**SOURCE DOCUMENT**
━━━━━━━━━━━━━━━━

The G-SPECT scanner, developed by MILabs, received the Commercial Innovation of the Year award at the 2015 World Molecular Imaging Congress on Hawaii on September 17, 2015.
MILabs’ founder Professor Freek Beekman heads the section Radiation Detection and Medical Imaging at the Faculty of Applied Sciences.
SPECT stands for Single Positron Emission Computer Tomography. It is a radiological 3D-imaging method that works with radioactive isotopes that bind to specific organs and tissues, such as tumors. SPECT allows oncologists to obtain 3D-images of cancers for diagnosis or treatment. Known drawbacks of SPECT are the fuzzy images (lack of resolution) and the long scanning times.
G-SPECT, developed by the Utrecht University spin-off MILabs, promises to improve on these drawbacks. The resolution is less than half of the conventional machines (2.5 instead of 7 millimetres) and the scanning times are less than a minute for most cases, compared to 10-30 minutes for the current machines.

━━━━━━━━━━━━━━━━

**WHAT THE TASK REQUIRES**
Extract the passage of the G-SPECT text between "MILabs’ founder Professor" and "long scanning times.", inclusive. The material that comes next plays no part in this.

━━━━━━━━━━━━━━━━

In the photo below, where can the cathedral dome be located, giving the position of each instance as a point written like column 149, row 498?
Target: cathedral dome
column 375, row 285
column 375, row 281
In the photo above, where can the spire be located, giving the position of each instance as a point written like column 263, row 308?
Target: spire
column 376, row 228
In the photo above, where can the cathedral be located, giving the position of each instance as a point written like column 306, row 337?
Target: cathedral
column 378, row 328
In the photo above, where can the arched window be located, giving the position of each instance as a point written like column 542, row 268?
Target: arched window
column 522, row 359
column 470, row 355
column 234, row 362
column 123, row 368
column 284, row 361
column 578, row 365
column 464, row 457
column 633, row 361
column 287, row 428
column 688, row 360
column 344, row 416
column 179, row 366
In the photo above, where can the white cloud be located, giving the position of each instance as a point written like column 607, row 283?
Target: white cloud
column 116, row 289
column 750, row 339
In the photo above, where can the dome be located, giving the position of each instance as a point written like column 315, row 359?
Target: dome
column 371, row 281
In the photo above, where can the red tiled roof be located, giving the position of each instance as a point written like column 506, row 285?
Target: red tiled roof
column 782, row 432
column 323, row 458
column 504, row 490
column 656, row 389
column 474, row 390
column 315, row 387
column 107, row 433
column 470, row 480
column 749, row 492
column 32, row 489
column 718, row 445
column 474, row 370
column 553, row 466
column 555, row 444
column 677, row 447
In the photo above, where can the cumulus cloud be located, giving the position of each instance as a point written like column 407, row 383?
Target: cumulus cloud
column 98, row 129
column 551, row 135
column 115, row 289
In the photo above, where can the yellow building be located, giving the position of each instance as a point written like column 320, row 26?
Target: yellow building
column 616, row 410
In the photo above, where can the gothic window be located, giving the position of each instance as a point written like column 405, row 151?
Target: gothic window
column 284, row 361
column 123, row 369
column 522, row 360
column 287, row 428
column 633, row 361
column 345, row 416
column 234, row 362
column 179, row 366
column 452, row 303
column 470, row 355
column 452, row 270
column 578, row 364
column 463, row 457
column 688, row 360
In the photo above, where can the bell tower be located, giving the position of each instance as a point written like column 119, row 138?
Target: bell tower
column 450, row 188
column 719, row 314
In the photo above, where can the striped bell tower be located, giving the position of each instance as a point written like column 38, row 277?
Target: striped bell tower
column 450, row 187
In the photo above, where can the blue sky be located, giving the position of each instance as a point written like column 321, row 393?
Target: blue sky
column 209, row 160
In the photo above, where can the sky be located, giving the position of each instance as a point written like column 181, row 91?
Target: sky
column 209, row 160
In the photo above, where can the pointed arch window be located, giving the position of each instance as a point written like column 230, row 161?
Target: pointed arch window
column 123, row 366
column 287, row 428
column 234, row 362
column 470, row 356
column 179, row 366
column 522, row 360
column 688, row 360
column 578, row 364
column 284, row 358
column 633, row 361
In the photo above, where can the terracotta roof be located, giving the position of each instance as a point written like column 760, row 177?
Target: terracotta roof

━━━━━━━━━━━━━━━━

**FINISHED TASK**
MILabs’ founder Professor Freek Beekman heads the section Radiation Detection and Medical Imaging at the Faculty of Applied Sciences.
SPECT stands for Single Positron Emission Computer Tomography. It is a radiological 3D-imaging method that works with radioactive isotopes that bind to specific organs and tissues, such as tumors. SPECT allows oncologists to obtain 3D-images of cancers for diagnosis or treatment. Known drawbacks of SPECT are the fuzzy images (lack of resolution) and the long scanning times.